#### RECORDS FOR THE TASK ####

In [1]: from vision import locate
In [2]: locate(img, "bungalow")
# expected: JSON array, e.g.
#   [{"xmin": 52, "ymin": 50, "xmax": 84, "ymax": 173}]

####
#### RECORDS FOR THE TASK ####

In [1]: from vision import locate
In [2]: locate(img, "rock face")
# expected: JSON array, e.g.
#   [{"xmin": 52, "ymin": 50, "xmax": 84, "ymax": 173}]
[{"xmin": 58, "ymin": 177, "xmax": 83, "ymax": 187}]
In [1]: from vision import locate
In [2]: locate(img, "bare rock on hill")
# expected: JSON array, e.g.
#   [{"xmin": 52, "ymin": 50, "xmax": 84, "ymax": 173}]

####

Provide every line from the material that contains the word "rock".

In [2]: locate(img, "rock face")
In [2]: locate(img, "bare rock on hill")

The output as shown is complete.